Activity.
Using the data that follows, give again word for word the lines between the one holding "negative clicks: (456, 317)" and the one holding "box: [439, 192, 503, 257]", inclusive. Omit the pictures.

Stored records
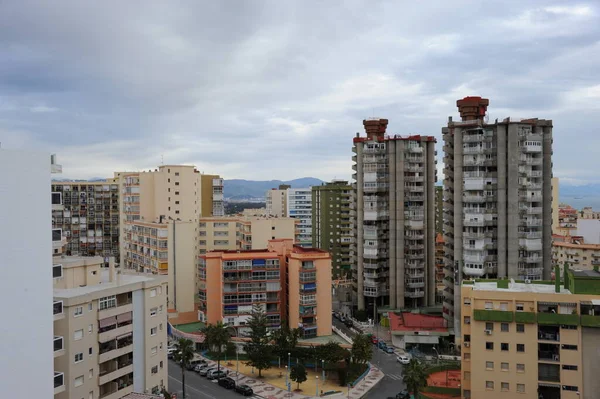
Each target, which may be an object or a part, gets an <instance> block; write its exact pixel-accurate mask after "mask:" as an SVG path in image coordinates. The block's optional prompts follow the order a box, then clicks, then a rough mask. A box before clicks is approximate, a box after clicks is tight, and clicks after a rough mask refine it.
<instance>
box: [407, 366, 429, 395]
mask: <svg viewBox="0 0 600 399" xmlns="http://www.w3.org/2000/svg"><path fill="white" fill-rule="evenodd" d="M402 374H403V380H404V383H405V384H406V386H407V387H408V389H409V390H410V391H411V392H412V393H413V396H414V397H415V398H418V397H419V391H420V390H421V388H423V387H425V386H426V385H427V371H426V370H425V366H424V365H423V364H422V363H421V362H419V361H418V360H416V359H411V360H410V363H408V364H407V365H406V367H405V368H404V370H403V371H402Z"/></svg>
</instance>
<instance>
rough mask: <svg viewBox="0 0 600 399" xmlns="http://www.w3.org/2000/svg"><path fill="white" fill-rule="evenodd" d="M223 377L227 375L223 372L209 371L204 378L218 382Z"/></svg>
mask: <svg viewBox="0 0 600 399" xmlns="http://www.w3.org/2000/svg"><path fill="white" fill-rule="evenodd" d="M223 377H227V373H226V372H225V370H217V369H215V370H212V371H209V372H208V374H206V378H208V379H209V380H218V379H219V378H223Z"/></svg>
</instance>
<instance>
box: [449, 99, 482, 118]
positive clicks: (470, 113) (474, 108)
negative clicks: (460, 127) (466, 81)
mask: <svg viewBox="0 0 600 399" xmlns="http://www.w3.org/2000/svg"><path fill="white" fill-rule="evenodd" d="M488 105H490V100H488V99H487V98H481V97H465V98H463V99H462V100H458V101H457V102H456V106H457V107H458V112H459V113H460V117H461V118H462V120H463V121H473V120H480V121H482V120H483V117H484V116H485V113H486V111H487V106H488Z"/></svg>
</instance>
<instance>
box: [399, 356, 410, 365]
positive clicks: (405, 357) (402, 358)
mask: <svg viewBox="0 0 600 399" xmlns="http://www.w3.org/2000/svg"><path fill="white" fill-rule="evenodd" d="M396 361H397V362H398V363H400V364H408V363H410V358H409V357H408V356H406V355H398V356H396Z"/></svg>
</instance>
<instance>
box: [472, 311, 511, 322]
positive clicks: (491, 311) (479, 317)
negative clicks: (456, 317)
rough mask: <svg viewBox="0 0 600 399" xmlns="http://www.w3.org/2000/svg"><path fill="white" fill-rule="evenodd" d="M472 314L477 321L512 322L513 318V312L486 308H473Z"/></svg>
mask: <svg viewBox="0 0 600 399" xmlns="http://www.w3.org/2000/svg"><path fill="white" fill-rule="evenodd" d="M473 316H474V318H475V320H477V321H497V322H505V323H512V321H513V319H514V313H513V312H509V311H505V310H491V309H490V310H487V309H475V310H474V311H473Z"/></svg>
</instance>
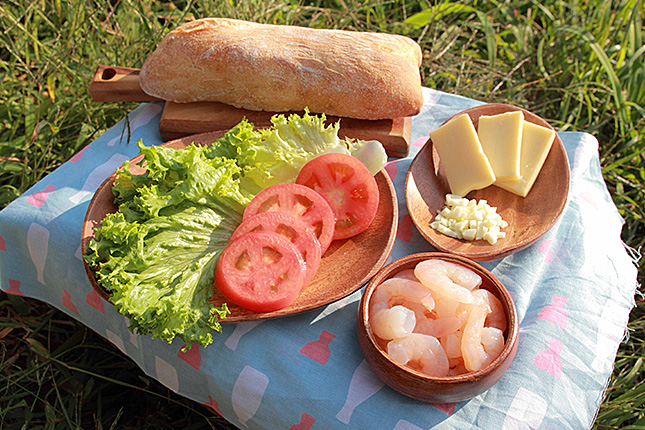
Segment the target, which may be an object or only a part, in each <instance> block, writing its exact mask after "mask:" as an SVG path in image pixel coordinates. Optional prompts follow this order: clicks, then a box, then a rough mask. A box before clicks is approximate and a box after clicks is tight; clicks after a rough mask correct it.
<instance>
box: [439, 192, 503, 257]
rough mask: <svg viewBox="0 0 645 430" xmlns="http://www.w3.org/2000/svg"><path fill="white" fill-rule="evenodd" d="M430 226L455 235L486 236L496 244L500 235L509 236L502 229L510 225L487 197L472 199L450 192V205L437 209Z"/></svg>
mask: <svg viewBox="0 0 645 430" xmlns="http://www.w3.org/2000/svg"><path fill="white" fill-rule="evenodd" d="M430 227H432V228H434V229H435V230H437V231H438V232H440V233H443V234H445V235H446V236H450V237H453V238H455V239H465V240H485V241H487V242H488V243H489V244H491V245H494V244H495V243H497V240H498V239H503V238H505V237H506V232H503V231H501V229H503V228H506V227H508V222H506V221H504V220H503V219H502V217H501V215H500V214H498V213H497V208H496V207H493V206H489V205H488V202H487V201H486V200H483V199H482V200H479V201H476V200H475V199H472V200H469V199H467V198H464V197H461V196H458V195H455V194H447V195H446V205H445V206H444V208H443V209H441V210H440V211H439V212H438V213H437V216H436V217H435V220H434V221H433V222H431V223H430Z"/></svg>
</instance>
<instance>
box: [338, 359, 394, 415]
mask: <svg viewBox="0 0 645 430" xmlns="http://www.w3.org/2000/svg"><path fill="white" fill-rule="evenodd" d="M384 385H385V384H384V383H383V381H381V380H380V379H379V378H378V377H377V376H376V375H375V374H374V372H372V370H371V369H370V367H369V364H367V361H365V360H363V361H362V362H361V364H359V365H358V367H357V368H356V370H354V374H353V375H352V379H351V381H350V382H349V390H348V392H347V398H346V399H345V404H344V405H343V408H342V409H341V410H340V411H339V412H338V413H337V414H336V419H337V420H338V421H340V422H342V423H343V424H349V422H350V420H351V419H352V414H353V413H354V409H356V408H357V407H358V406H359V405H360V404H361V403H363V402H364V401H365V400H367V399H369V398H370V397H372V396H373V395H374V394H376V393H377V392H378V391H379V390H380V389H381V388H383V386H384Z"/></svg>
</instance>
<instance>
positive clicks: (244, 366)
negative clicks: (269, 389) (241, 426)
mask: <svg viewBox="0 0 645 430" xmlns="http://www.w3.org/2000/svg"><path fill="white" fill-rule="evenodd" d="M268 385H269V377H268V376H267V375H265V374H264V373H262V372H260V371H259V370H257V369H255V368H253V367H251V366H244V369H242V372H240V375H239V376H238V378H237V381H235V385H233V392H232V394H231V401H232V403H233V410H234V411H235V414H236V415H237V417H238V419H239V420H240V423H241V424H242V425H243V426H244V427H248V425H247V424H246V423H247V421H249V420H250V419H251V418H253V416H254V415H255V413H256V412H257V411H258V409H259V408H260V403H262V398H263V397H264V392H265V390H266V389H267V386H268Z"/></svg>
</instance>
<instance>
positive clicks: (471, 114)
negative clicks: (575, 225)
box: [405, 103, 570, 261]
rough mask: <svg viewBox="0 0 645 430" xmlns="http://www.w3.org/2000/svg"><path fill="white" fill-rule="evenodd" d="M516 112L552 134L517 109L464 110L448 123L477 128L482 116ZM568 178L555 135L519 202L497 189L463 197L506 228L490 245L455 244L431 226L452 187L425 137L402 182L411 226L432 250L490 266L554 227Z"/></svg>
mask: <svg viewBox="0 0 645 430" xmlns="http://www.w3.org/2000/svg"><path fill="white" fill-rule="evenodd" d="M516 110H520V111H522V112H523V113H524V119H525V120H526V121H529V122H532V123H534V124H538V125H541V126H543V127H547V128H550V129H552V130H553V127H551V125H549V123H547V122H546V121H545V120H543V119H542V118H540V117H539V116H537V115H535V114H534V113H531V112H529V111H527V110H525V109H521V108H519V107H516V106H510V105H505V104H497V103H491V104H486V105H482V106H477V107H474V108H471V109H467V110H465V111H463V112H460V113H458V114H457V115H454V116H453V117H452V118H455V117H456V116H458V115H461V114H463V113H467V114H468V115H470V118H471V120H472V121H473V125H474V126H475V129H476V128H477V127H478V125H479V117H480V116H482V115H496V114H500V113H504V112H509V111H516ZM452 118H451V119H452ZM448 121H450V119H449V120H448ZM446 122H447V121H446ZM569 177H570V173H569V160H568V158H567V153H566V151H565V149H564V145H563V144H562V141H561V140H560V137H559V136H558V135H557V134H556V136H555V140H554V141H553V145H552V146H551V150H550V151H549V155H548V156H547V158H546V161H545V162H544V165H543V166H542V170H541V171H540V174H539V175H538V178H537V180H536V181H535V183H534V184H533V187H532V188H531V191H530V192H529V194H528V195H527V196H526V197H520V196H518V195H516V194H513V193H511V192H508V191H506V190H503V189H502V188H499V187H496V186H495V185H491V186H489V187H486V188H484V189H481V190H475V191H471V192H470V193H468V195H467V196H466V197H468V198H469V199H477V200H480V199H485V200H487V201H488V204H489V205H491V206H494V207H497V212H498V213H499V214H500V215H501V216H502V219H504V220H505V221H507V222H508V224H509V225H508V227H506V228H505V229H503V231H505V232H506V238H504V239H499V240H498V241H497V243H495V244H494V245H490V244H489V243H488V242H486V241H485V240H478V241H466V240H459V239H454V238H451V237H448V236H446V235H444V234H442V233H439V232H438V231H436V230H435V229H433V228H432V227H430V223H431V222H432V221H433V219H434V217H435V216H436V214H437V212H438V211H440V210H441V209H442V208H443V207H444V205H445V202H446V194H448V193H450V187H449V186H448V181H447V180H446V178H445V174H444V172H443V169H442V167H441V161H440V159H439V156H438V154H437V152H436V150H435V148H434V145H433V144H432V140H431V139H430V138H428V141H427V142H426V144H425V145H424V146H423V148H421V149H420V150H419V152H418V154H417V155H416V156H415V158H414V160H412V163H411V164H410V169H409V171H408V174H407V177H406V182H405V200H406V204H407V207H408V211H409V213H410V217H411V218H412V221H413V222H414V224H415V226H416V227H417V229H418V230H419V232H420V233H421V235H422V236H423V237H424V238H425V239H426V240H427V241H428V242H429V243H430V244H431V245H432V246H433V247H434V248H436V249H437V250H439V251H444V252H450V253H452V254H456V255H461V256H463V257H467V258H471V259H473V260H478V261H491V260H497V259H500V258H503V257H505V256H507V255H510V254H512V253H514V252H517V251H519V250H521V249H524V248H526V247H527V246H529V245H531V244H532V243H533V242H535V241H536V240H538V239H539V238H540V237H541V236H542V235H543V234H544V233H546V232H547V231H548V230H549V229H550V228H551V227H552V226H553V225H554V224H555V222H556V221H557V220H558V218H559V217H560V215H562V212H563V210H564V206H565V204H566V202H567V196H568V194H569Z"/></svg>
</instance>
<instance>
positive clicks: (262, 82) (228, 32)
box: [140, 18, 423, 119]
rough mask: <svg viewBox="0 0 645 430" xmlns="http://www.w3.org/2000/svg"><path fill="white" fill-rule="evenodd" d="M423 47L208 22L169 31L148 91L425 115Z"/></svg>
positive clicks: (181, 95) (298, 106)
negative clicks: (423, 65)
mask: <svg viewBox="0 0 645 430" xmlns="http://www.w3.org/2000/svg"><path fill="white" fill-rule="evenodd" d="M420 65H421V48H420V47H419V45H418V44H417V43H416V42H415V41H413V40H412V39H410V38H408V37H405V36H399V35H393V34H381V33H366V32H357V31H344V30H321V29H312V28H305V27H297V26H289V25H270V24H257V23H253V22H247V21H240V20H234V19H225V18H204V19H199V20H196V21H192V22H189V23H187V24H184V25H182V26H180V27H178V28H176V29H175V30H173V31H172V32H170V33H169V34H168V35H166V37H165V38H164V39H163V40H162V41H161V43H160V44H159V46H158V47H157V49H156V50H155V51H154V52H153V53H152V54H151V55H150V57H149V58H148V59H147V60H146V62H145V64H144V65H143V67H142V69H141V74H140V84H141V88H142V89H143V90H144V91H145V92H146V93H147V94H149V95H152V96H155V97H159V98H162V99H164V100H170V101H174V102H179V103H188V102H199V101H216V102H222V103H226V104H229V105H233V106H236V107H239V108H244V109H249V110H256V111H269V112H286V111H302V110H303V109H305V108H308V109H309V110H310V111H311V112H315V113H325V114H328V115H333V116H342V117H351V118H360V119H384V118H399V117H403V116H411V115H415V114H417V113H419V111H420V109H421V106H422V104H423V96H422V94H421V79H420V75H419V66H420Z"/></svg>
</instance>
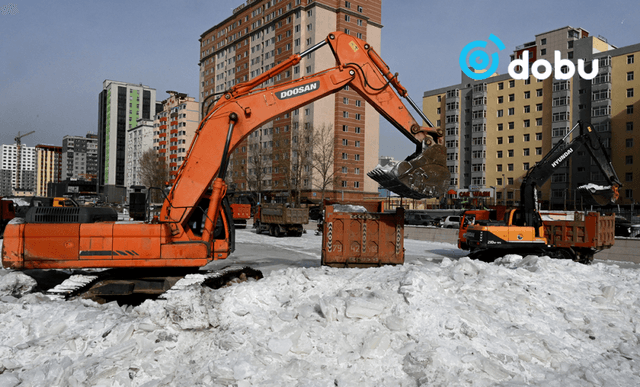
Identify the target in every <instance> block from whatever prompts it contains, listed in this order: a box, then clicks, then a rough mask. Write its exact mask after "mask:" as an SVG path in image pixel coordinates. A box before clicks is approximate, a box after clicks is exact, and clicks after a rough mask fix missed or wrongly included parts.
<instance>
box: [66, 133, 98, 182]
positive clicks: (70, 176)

Written answer.
negative clicks: (456, 317)
rough mask: <svg viewBox="0 0 600 399" xmlns="http://www.w3.org/2000/svg"><path fill="white" fill-rule="evenodd" d="M472 314L477 321L512 322L513 318V312L486 308H473Z"/></svg>
mask: <svg viewBox="0 0 600 399" xmlns="http://www.w3.org/2000/svg"><path fill="white" fill-rule="evenodd" d="M473 316H474V318H475V320H477V321H497V322H505V323H512V321H513V319H514V313H513V312H509V311H505V310H491V309H490V310H487V309H475V310H474V311H473Z"/></svg>
</instance>
Segment the target, which may be an object or only a part, in each <instance> block, writing its exact mask after "mask:" as an SVG path in image pixel coordinates. Optional prompts follow this order: clicks, then a box, then a rough mask. A box before clicks is approximate and a box after clicks is tight; clicks after a rough mask correct it.
<instance>
box: [439, 192, 503, 257]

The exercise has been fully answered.